The problem: Each record should appear again in the response exactly as it does in the original.

Natural language region descriptions:

▼▼▼

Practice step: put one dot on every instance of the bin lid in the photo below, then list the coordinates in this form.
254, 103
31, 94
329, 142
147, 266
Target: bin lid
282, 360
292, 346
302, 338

▲▲▲

Output of the exercise:
Practice step: put one dot on every instance of the bin lid in the photo below, then list the coordinates in this form.
254, 103
31, 94
329, 142
147, 266
Target: bin lid
282, 360
292, 346
302, 338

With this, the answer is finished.